WORK REQUIRED — Repeat exactly, and only, the lines of the entries below from the one with "Query: mountain reflection in water" through the one with "Query: sunset sky", both ends included.

### GIVEN DATA

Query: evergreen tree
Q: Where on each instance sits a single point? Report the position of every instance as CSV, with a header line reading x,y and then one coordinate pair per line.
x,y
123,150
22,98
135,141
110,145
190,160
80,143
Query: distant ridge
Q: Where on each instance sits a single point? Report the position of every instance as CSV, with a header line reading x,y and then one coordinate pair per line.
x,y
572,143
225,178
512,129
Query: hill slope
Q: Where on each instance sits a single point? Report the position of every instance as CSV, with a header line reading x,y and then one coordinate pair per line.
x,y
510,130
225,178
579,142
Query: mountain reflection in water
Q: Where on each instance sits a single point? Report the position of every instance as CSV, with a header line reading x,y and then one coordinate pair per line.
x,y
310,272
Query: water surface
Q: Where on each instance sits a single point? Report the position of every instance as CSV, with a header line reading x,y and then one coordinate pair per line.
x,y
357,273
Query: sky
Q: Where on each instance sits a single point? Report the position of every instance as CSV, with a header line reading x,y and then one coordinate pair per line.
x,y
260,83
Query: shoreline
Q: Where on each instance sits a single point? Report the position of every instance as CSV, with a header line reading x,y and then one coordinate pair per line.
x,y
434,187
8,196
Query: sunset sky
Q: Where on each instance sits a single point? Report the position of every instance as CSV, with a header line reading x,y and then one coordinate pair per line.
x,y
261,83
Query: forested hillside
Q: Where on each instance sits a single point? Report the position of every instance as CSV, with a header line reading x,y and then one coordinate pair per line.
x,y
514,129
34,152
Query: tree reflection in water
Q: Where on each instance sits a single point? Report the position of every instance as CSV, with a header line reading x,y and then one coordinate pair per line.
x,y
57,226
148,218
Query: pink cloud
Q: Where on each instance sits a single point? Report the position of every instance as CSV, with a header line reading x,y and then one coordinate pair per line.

######

FINAL ANSWER —
Query: mountain reflection in water
Q: Where on each instance sits a single point? Report the position of every instance as CSV, with a header line reading x,y and then one coordinate pair per line.
x,y
310,272
Query: water surface
Q: Where on each instance sits a single point? Report the position of every instance as CSV, with a header line reading x,y and then one coordinate pair per line.
x,y
357,273
Query: sky
Q: Where on each instance sits a single point? Report the position of every instance as CSV, with a header line reading x,y and then one coordinate pair per line.
x,y
260,83
Query: shoreline
Q: Where on each instance sits a single point? Report the position of every instance as CSV, with a header line reading x,y and then one coordinate pair per line.
x,y
434,187
8,196
Query: sunset sky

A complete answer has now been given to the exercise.